[WHAT IS ASKED] Arrange the records as a JSON list of strings with one string per line, leaving out blank lines. Start at the line containing "Where can the power" and continue through the end of the records.

[ENTRIES SUPPLIED]
╔══
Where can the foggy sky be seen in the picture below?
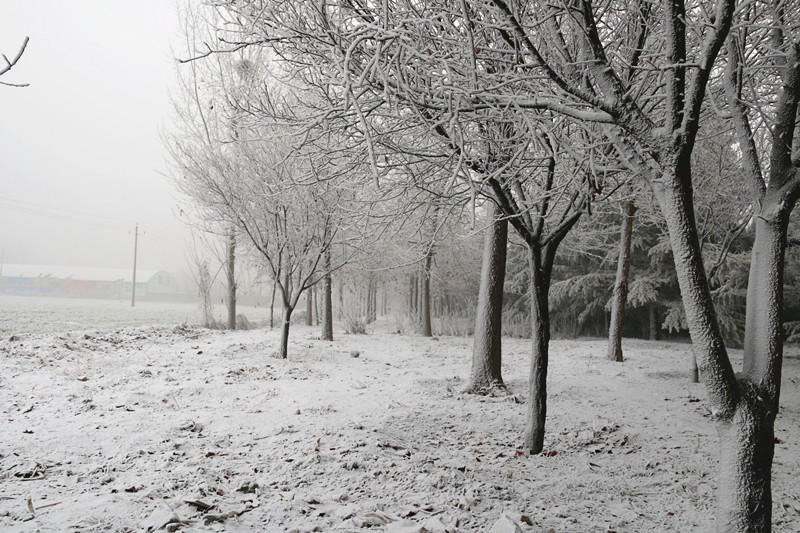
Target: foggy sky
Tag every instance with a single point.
(84, 137)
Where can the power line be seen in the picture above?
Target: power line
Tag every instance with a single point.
(82, 213)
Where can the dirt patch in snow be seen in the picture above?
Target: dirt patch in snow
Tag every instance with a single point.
╚══
[SOLUTION BELOW]
[
  "Where can the power line be seen in the picture above?",
  "Target: power line",
  "Tag every instance with a single point.",
  "(82, 213)",
  "Where can the dirt patch in snow be seen in the picture above?",
  "Target: dirt patch in snow",
  "Tag every instance with a single point."
]